Task data START
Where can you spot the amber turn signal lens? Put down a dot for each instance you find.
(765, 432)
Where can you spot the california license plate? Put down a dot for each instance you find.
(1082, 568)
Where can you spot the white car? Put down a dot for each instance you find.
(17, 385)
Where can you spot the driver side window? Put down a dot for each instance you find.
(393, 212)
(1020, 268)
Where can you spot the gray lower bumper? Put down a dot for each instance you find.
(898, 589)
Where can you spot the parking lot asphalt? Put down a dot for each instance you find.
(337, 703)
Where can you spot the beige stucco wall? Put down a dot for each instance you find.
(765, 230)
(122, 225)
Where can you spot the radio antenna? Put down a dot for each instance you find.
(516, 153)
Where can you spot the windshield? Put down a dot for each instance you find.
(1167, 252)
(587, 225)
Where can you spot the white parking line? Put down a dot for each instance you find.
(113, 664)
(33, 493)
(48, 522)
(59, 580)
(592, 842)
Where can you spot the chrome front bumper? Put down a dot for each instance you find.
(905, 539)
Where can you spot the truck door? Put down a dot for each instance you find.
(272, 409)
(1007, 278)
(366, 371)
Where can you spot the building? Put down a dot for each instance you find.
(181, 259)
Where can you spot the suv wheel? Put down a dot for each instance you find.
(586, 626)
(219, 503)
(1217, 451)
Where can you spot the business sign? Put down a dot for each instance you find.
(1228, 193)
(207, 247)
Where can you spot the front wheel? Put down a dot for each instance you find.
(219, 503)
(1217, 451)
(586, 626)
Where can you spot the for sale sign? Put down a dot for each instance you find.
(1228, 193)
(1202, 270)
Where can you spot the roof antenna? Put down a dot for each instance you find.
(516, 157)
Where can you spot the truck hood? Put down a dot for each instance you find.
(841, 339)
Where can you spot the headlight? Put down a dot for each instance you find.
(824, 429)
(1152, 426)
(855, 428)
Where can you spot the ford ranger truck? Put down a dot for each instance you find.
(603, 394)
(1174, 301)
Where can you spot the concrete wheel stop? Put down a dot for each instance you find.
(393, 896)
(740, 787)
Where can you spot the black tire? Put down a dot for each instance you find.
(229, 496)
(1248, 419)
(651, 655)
Task data END
* **Work item**: Exactness is what counts here: write out every record again.

* **Answer box**:
Where can you spot the amber turn signal lens? Put down a dot for each instance you find.
(765, 432)
Where can you spot the california license plate? Put down a dot for each instance you find.
(1082, 568)
Where can you spot the white car? Put down a dot for each instance you find.
(17, 385)
Where can you spot the driver side window? Put down a dot for each instance you find.
(393, 212)
(1020, 268)
Where can you spot the gray lower bumper? Put down a dot for each instance you find.
(898, 589)
Where can you spot the parking lot asphalt? Put down a dot for each instance you find.
(337, 703)
Where can you spot the beige stucco wall? Put down a dot for each instance you find.
(765, 230)
(122, 225)
Where can you spot the radio antenna? Put down a dot for each instance you find.
(516, 153)
Where can you spot the windshield? Put down a dot for each instance you find.
(1167, 252)
(587, 225)
Where can you spot the white parking line? Put down a dot for each instance you find.
(113, 664)
(33, 493)
(48, 522)
(59, 580)
(592, 842)
Where can you spot the chrome front bumper? Put down a dot for each instance you find.
(905, 539)
Where can you spot the truck door? Put down a dot for each instance you find.
(272, 409)
(1007, 278)
(366, 371)
Where can you spot the building? Put down a dot for each instance you find.
(181, 259)
Where can you spot the suv wheel? Put down a dot for each instance you find.
(586, 626)
(219, 503)
(1217, 451)
Where can you spot the business sign? Put down a dot for each instance you find.
(1228, 193)
(207, 247)
Where can you spot the front wheel? Put down a dot for each instance you find.
(219, 503)
(1217, 451)
(586, 626)
Where can you spot the for sale sign? Put down a dot for each instance you find.
(1228, 193)
(1202, 270)
Where can you spot the roof antenna? Put down a dot for each instance you find.
(516, 157)
Where can you spot the truck hood? Put down a dot for each instance you find.
(841, 339)
Where can you spot the headlight? Put down a dot for each instance you find.
(824, 429)
(1152, 426)
(855, 428)
Where can you spot the ford ranger truck? Put down a dot for each instance you find.
(603, 394)
(1174, 301)
Where can you spot the concrete wheel stop? Put down a dot for each instance you find.
(393, 896)
(740, 787)
Where can you spot the black tire? Put down a dot for each instance you find.
(229, 496)
(1248, 419)
(651, 655)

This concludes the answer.